### PROBLEM SET
1. Decide whether each statement below agrees with the Jihyun Yun interview. Answer yes or no for each, and quote the words of the interview that decide it.
(a) Some Are Always Hungry won the 2019 Prairie Schooner Prize.
(b) Yun currently lives in the San Francisco Bay Area.
(c) University of Nebraska Press published the collection in 2019.
2. Resume the Jihyun Yun interview from its final sentence onward.

Jihyun Yun is a Korean-American poet from the San Francisco Bay Area. A Fulbright Research Fellow, her debut poetry collection, Some Are Always Hungry, won the 2019 Prairie Schooner Prize and was published by University of Nebraska Press in September 2020. 

Her work has appeared or is forthcoming in Poetry Northwest, NinthLetter, Adroit Journal, Best New Poets, and elsewhere. She currently resides in Ann Arbor, Michigan, where she is working on a novel. 

JinJin Xu: The dedication of your book says, “For my mother & her mother & hers,” and the poems in this book interweave their voices with your own, creating an epistolary landscape of memory and inherited trauma, of violences multiplied throughout time and bodies. 

Was it a conscious choice for you to write from the experience of your mother and grandmother? How did this act of empathy affect your relationship to memory, language, and the act of writing?

### ENTRIES SUPPLIED
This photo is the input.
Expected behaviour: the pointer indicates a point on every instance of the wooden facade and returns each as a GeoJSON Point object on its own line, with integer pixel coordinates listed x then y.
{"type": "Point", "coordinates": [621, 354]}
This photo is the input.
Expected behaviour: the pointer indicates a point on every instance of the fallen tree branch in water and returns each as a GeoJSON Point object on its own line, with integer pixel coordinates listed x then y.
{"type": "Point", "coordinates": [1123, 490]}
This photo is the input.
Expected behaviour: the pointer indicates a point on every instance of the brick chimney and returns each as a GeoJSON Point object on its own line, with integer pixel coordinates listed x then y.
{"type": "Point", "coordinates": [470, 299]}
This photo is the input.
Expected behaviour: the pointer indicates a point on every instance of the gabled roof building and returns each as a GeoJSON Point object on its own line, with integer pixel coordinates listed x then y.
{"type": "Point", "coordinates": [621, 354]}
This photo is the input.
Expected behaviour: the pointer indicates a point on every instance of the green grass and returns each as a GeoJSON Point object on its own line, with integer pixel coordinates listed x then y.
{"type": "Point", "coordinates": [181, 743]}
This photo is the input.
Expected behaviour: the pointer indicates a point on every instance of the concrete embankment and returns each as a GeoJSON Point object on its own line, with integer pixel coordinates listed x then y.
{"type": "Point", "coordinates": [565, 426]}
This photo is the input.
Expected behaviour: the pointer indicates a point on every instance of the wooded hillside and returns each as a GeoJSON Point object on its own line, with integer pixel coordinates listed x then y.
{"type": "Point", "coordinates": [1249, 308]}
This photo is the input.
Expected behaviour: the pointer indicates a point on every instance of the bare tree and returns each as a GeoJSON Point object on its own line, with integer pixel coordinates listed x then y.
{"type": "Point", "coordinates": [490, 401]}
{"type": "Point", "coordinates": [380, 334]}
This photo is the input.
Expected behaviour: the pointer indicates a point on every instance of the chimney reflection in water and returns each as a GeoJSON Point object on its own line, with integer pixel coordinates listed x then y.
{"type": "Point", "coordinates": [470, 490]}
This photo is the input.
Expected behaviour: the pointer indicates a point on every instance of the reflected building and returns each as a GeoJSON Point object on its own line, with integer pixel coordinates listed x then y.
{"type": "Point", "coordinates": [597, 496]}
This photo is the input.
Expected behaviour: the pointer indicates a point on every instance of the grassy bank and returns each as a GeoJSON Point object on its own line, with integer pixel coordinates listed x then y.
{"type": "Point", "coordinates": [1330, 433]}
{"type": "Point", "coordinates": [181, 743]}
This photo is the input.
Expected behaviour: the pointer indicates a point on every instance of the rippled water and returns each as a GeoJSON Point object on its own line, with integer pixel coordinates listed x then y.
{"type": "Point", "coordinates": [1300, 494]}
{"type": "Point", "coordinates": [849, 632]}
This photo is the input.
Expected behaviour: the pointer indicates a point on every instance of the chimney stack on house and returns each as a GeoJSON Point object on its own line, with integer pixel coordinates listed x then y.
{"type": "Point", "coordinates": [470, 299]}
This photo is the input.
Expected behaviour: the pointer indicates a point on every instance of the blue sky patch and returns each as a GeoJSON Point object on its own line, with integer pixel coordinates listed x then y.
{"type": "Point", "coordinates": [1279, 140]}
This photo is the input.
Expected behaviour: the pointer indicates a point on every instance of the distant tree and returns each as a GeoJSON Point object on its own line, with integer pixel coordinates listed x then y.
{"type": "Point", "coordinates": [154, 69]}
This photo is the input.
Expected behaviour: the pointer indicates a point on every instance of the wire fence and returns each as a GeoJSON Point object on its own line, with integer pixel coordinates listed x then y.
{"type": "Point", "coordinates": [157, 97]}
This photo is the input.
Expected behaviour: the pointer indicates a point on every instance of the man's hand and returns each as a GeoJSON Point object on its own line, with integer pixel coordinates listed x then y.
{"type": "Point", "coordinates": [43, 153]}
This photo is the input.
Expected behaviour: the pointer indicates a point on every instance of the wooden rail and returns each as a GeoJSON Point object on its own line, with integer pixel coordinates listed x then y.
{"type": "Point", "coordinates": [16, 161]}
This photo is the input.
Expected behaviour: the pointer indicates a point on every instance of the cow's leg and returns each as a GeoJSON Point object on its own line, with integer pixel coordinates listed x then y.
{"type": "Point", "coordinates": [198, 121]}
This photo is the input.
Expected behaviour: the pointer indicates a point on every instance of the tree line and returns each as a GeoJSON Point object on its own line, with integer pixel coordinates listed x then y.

### OUTPUTS
1.
(a) Yes: "won the 2019 Prairie Schooner Prize"
(b) No: "She currently resides in Ann Arbor, Michigan"
(c) No: "was published by University of Nebraska Press in September 2020"

2.
Jihyun Yun: I didn’t consciously choose to write through the lens of my mother and grandmother’s experience, but in a lot of ways, I’m not surprised my work tethered itself to their voices. It feels like an organic continuation of my upbringing. Like many other children of immigrant families, I spent a lot of time accompanying my mother and grandmother everywhere—from the doctor’s office to the butcher’s—in order to translate for them. 

I’m used to letting them speak through me, and this also proved to be true on the page. Writing about them feels as much like an act of filial piety as translating for them in any other circumstance.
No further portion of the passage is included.